Problem to solve: Collect each line of the items below that contains the word "palm".

# Start of Provided records

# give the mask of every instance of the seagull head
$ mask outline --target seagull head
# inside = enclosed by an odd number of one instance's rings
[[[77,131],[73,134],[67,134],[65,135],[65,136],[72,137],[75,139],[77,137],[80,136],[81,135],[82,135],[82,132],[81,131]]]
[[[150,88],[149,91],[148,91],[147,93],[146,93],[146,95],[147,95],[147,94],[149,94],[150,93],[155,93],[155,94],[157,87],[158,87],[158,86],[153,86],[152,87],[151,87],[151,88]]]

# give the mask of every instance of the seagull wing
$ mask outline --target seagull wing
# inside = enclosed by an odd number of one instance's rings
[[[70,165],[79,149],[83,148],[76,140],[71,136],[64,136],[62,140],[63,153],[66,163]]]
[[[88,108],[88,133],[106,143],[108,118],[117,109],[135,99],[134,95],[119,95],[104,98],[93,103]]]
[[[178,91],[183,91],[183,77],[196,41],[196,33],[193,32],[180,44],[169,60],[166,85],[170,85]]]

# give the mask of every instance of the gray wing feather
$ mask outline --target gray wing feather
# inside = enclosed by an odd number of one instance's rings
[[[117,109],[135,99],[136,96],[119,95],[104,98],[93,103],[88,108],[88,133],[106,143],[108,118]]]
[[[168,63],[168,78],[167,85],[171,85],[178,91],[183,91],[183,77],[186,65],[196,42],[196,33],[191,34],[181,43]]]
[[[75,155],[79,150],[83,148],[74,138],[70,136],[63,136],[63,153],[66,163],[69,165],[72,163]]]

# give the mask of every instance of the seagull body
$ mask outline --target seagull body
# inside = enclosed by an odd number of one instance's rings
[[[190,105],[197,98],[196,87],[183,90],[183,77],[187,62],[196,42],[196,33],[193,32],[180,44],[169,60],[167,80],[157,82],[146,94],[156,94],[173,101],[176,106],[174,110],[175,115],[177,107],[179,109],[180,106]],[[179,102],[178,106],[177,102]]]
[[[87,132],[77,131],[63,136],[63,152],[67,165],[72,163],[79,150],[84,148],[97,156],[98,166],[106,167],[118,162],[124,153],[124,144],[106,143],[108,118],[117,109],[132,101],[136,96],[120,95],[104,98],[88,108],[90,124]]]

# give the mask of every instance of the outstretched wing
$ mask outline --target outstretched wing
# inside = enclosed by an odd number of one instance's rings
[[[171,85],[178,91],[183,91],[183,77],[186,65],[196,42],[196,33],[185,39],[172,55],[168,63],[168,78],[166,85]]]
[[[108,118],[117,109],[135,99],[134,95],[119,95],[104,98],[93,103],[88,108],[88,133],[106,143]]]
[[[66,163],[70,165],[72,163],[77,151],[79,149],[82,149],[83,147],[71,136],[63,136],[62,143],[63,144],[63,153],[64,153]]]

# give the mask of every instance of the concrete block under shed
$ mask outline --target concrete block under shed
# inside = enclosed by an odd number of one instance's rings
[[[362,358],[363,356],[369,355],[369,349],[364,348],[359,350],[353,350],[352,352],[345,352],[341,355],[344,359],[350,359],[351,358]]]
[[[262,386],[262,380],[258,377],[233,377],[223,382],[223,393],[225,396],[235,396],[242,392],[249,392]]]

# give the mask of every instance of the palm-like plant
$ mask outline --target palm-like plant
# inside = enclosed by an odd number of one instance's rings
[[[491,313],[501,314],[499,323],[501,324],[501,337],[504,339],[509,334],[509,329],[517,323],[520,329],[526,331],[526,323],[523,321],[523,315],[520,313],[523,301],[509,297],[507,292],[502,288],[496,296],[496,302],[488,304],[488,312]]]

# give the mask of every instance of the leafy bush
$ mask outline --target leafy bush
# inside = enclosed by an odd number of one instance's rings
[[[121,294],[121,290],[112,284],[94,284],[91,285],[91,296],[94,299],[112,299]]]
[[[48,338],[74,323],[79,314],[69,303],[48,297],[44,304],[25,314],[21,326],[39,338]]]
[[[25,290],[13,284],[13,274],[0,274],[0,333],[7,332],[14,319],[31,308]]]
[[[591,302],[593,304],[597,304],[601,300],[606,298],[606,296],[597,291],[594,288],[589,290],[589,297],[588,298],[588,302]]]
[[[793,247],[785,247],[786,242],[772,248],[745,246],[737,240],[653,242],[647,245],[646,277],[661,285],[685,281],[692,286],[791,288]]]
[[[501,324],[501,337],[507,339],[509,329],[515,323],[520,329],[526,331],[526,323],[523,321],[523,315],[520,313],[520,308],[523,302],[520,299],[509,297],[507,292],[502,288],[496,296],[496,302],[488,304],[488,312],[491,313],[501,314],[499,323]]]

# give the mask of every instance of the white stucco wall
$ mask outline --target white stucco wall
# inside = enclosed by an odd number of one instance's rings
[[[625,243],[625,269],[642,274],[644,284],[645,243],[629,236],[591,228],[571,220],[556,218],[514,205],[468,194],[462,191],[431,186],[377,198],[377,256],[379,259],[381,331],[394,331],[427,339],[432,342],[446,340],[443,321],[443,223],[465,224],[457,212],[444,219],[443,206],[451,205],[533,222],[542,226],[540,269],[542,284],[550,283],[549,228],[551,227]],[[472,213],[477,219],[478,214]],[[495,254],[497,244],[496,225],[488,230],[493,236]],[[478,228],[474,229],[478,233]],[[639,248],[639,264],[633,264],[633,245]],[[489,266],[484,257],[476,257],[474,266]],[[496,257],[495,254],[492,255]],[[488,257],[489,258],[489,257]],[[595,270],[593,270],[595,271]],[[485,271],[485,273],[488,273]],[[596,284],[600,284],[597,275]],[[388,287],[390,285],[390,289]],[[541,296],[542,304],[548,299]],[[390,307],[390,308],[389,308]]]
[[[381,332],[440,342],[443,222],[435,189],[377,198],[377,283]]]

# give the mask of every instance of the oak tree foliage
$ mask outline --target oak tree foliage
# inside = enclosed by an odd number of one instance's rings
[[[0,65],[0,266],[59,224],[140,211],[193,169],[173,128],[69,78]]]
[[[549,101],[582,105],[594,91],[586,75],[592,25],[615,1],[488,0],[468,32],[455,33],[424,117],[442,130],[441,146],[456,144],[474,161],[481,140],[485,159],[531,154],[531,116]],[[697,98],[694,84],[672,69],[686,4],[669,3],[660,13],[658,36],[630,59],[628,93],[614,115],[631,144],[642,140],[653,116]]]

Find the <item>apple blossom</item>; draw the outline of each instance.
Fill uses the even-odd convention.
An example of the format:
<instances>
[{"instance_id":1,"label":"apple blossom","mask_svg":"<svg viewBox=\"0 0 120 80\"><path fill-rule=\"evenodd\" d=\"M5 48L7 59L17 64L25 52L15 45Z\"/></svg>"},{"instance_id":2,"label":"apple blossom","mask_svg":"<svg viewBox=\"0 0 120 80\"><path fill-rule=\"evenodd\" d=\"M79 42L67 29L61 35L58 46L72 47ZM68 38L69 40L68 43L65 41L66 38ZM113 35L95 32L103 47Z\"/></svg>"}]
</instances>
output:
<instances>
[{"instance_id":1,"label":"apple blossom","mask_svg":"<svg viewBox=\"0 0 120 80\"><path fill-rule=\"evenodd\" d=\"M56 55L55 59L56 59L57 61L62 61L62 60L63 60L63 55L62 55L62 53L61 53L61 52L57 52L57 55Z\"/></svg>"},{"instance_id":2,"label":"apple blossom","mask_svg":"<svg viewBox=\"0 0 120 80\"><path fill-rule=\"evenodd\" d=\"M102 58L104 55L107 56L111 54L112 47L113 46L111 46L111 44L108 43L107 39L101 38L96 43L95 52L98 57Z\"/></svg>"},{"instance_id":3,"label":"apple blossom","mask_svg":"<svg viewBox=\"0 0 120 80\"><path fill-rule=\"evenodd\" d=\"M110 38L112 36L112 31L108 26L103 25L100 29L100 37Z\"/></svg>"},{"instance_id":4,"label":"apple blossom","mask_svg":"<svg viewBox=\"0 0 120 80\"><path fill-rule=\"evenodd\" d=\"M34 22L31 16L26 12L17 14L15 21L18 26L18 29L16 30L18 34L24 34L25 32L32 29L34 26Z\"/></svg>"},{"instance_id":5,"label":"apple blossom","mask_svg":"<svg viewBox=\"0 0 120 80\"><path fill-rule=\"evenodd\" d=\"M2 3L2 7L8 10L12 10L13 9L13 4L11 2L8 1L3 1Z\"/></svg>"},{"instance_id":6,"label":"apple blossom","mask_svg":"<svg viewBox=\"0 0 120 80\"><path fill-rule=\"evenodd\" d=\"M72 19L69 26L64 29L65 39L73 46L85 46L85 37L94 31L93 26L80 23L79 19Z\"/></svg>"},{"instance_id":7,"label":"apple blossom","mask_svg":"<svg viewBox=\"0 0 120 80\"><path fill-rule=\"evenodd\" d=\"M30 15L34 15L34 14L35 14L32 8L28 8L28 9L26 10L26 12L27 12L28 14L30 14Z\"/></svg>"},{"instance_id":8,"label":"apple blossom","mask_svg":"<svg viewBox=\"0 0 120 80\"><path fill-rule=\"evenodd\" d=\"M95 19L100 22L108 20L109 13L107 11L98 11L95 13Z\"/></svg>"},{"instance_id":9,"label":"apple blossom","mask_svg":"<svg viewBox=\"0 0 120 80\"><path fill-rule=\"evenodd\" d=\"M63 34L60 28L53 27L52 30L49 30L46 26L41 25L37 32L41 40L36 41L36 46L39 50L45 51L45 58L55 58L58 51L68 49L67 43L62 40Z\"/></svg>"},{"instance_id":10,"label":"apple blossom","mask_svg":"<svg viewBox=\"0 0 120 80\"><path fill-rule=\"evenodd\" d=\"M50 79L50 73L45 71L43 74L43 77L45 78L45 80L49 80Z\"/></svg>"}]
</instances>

# End of Provided records

Problem solution:
# give the mask of every instance of the palm-like plant
$ mask outline --target palm-like plant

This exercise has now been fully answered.